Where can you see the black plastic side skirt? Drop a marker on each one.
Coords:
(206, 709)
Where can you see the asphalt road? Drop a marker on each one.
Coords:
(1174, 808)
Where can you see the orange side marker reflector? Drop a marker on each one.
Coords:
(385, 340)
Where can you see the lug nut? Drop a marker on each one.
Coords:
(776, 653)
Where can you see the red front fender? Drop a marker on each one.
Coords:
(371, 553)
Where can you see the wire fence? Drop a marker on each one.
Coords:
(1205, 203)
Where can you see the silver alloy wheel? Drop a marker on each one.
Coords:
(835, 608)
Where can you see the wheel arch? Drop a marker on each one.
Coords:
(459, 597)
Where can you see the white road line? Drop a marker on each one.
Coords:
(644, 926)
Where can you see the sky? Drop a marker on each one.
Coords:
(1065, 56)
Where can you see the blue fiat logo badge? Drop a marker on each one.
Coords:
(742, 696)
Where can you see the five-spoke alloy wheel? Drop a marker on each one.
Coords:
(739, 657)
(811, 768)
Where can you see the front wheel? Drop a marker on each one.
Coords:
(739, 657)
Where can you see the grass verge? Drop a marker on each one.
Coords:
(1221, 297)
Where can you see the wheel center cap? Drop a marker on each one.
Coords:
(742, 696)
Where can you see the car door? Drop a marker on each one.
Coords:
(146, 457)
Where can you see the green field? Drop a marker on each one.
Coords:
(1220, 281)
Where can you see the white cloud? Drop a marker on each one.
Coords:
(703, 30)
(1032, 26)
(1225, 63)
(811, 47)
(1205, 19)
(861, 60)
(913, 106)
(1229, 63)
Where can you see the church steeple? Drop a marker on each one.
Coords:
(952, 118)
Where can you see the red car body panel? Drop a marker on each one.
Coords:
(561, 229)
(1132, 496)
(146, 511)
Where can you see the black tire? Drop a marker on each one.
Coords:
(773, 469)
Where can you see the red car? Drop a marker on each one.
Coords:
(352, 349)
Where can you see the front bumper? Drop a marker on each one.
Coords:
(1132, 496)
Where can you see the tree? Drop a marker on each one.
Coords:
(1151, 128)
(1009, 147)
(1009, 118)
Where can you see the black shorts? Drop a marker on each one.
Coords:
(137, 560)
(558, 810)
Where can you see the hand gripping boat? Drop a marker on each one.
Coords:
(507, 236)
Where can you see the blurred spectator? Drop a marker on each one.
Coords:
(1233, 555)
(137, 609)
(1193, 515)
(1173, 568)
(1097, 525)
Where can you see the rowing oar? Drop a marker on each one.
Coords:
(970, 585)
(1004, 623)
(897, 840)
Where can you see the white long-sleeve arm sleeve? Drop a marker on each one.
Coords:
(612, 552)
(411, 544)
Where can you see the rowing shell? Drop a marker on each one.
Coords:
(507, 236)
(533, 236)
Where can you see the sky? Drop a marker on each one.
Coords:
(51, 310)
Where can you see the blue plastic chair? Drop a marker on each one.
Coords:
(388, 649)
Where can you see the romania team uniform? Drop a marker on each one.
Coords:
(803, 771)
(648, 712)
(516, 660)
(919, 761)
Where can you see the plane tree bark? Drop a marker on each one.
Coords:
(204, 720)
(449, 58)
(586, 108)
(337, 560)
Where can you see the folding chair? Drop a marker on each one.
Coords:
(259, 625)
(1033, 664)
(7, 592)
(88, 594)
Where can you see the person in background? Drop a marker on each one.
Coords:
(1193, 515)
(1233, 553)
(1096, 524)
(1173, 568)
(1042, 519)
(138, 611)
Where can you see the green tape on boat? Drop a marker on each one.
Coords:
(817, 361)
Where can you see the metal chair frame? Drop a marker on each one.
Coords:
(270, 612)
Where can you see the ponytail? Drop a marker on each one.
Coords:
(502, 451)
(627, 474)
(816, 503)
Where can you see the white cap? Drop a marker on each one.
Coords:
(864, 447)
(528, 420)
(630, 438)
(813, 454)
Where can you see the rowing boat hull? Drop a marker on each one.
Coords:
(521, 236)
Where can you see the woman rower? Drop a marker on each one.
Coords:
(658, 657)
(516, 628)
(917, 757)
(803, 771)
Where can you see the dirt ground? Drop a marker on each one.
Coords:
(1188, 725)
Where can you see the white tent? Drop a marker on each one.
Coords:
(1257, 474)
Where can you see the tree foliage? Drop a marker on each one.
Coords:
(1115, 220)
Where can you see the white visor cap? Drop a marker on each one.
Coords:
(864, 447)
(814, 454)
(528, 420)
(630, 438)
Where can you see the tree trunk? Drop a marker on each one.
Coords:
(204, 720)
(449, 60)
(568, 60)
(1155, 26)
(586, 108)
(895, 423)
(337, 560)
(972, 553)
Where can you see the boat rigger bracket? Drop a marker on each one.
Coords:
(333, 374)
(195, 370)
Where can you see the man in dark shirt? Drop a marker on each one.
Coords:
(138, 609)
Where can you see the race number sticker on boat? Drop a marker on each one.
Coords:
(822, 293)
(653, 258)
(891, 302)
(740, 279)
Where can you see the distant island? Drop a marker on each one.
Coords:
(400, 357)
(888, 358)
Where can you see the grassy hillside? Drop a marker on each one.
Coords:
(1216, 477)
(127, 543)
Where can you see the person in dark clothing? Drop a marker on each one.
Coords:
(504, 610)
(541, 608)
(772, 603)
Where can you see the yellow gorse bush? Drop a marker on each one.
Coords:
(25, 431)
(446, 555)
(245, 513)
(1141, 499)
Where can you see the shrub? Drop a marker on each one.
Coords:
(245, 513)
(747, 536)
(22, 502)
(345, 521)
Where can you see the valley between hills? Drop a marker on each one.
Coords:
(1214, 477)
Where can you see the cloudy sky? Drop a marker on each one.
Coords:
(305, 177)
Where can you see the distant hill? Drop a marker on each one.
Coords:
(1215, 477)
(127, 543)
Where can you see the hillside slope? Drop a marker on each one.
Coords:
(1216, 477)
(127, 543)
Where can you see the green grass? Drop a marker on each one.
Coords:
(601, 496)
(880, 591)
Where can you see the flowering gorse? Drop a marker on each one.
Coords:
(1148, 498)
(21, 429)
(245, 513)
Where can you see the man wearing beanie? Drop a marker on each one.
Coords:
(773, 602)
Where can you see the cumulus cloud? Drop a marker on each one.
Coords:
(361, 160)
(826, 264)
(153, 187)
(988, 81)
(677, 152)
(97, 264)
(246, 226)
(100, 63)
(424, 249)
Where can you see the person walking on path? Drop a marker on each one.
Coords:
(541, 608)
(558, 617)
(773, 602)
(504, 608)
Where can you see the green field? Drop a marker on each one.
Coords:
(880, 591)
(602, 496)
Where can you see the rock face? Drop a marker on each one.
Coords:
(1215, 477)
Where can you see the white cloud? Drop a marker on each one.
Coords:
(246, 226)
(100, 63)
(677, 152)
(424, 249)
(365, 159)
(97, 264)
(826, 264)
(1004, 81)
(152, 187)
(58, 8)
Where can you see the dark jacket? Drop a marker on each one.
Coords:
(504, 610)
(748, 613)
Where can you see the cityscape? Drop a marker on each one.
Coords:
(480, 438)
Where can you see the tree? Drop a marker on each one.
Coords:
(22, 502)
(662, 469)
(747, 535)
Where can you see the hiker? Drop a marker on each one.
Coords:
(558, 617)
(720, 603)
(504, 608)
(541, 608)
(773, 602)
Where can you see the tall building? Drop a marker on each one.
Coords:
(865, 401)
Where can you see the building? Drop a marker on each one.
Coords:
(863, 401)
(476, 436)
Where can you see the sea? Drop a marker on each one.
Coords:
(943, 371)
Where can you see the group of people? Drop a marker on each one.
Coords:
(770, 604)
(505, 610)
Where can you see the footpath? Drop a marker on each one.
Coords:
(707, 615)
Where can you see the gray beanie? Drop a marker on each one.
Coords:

§ §

* [TASK DESCRIPTION] Each record should come back exactly as written.

* [FINAL RESULT]
Where can you see the black plastic side skirt? Drop a marker on each one.
Coords:
(206, 709)
Where can you see the asphalt road? Drop a marker on each one.
Coords:
(1174, 808)
Where can you see the orange side marker reflector? Drop a marker on each one.
Coords:
(385, 340)
Where can you see the lug nut? Drop a marker on each one.
Coords:
(776, 653)
Where can you see the red front fender? Drop a marker on each one.
Coords:
(371, 553)
Where can you see the wire fence? Drop a marker on each one.
Coords:
(1205, 203)
Where can you see the silver alloy wheel? Drop a marker on each one.
Coords:
(835, 608)
Where can you see the wheel arch? Drop a marker on each one.
Coords:
(459, 597)
Where can you see the white road line? Drop a marker on each one.
Coords:
(644, 926)
Where can you see the sky? Drop a marker on each one.
Coords:
(1065, 56)
Where can you see the blue fiat logo badge? Drop a marker on each one.
Coords:
(742, 696)
Where can you see the five-spoke alloy wheel? Drop a marker on each one.
Coords:
(739, 657)
(811, 768)
Where can you see the front wheel? Drop a marker on each one.
Coords:
(739, 657)
Where can you see the grass verge? Drop a marker on each one.
Coords:
(1221, 297)
Where can you see the wheel center cap? Drop a marker on each one.
Coords:
(742, 696)
Where can you see the car door? Drop a marker on each one.
Coords:
(146, 457)
Where can you see the green field? Drop a marker on each one.
Coords:
(1220, 281)
Where can you see the white cloud? Drop a marker on each one.
Coords:
(703, 30)
(1032, 26)
(1225, 63)
(811, 47)
(1205, 19)
(861, 60)
(913, 106)
(1229, 63)
Where can you see the church steeple? Drop a marker on each one.
Coords:
(952, 118)
Where can you see the red car body panel? Drop a marker on each one.
Coords:
(561, 229)
(1132, 496)
(146, 511)
Where can you see the black tire? Drop a marker on each one.
Coords:
(773, 469)
Where can you see the red car? Drop a marker on each one.
Coords:
(352, 349)
Where can you see the front bumper? Drop a marker on each one.
Coords:
(1132, 496)
Where can you see the tree? Drop a marker on each one.
Coords:
(1151, 128)
(1009, 147)
(1009, 118)
Where can you see the black shorts? Drop a marker on each one.
Coords:
(137, 560)
(558, 810)
Where can you see the hand gripping boat? Drop a marker on each one.
Coords:
(507, 236)
Where can you see the blurred spectator? Drop a marker on each one.
Coords:
(1233, 555)
(137, 609)
(1193, 515)
(1173, 568)
(1097, 525)
Where can you see the rowing oar? Drop a marker on each one.
Coords:
(970, 585)
(1004, 623)
(897, 840)
Where can you see the white long-sleeve arm sleeve? Drop a marker on each one.
Coords:
(612, 552)
(411, 544)
Where can you see the rowing shell? Drop a marker on each one.
Coords:
(507, 236)
(533, 236)
Where can you see the sky? Drop a marker on each one.
Coords:
(51, 310)
Where can you see the blue plastic chair? Drop a marker on each one.
Coords:
(388, 649)
Where can you see the romania team uniform? Drop a marker on each one.
Coords:
(803, 771)
(648, 712)
(516, 660)
(919, 761)
Where can you see the plane tree bark? Drop a marker on each one.
Coords:
(204, 720)
(449, 58)
(586, 108)
(337, 560)
Where can you see the folding chair? Drop a marker on each one.
Coords:
(259, 625)
(1033, 664)
(7, 592)
(88, 594)
Where can you see the person in background? Drop a marker on each one.
Coords:
(1193, 515)
(1233, 553)
(1096, 524)
(1173, 568)
(1042, 519)
(138, 611)
Where can you see the green tape on boat? Drop a marker on each one.
Coords:
(817, 361)
Where can you see the metal chair frame? Drop a marker on each one.
Coords:
(270, 612)
Where can you see the ponytail? Drop a marker on each one.
Coords:
(502, 451)
(627, 474)
(816, 503)
Where can you see the white cap? Drop a marker on each one.
Coords:
(864, 447)
(528, 420)
(630, 438)
(813, 454)
Where can you see the rowing boat hull? Drop a marker on each one.
Coords:
(521, 236)
Where can you see the woman rower? Drop a marker on each one.
Coords:
(658, 657)
(516, 628)
(917, 757)
(803, 771)
Where can you see the dirt ground? Drop a marker on each one.
Coords:
(1188, 725)
Where can you see the white tent? Drop a marker on each one.
Coords:
(1257, 474)
Where can you see the tree foliage? Drop a marker on each one.
Coords:
(1115, 220)
Where can you see the white visor cap? Drop a marker on each one.
Coords:
(864, 447)
(814, 454)
(528, 420)
(630, 438)
Where can you see the tree trunk? Drop a marker on each one.
Coords:
(204, 720)
(449, 60)
(568, 60)
(1155, 26)
(586, 108)
(895, 423)
(337, 560)
(972, 553)
Where can you see the boat rigger bracket? Drop a marker on each one.
Coords:
(333, 374)
(195, 370)
Where can you see the man in dark shirt? Drop a marker on each one.
Coords:
(138, 609)
Where can you see the race number sticker on boat? Drop a marker on each one.
Coords:
(822, 293)
(653, 258)
(891, 302)
(740, 279)
Where can you see the distant island? Drop a marker on each one.
Coords:
(400, 357)
(888, 358)
Where can you see the grassy hillside? Drop a marker on each one.
Coords:
(1216, 477)
(127, 543)
Where can you see the person in dark clothing? Drop a marker on each one.
Coords:
(504, 610)
(541, 608)
(772, 603)
Where can you see the yellow gorse bush? Drop a marker on each one.
Coords:
(25, 431)
(446, 555)
(245, 513)
(1141, 499)
Where can you see the shrub? Drop a marker on each one.
Coords:
(245, 513)
(747, 536)
(22, 502)
(345, 521)
Where can you see the valley between hills? Drop a marker on each one.
Coords:
(1214, 477)
Where can you see the cloudy sky? Drop a marker on each one.
Coords:
(305, 177)
Where can you see the distant hill? Drop a marker on each one.
Coords:
(1215, 477)
(127, 543)
Where can you see the hillside slope? Drop a marker on each one.
Coords:
(1216, 477)
(127, 543)
Where can you see the green grass? Drop a marker on each one.
Coords:
(601, 496)
(880, 591)
Where can you see the flowering gorse? Drop a marker on each one.
Coords:
(1148, 498)
(21, 429)
(245, 513)
Where can you see the man wearing beanie? Drop a marker on each one.
Coords:
(773, 602)
Where can you see the cumulus cloud? Drop a marker on each one.
Coords:
(361, 160)
(826, 264)
(153, 187)
(988, 81)
(677, 152)
(97, 264)
(246, 226)
(100, 63)
(424, 249)
Where can you see the person walking on path? Drop a marker on each one.
Coords:
(541, 608)
(558, 617)
(773, 602)
(504, 608)
Where can you see the green field? Drop a marker on each one.
Coords:
(880, 591)
(602, 496)
Where can you see the rock face? Drop a marker on each one.
Coords:
(1215, 477)
Where can you see the white cloud? Drop a marker on each one.
Coords:
(246, 226)
(100, 63)
(677, 152)
(424, 249)
(365, 159)
(97, 264)
(826, 264)
(1004, 81)
(152, 187)
(58, 8)
Where can you see the dark jacket? Drop a marker on each one.
Coords:
(504, 610)
(748, 613)
Where can you see the cityscape? Drop a marker on each one.
Coords:
(480, 438)
Where can you see the tree? Drop a marker on each one.
Coords:
(22, 502)
(662, 469)
(747, 535)
Where can you see the hiker? Drop a marker on each one.
Coords:
(558, 617)
(720, 603)
(504, 608)
(541, 608)
(773, 602)
Where can you see the tall building? Drop a marker on each one.
Coords:
(865, 401)
Where can you see the building? Drop a marker on each one.
Coords:
(863, 401)
(476, 436)
Where can you see the sea? Drop a marker on each one.
Coords:
(943, 371)
Where can you see the group of people? Drop a marker on each one.
Coords:
(770, 604)
(505, 610)
Where can you see the footpath? Drop a marker on each one.
Coords:
(707, 615)
Where can you see the gray beanie? Drop a marker on each one.
Coords:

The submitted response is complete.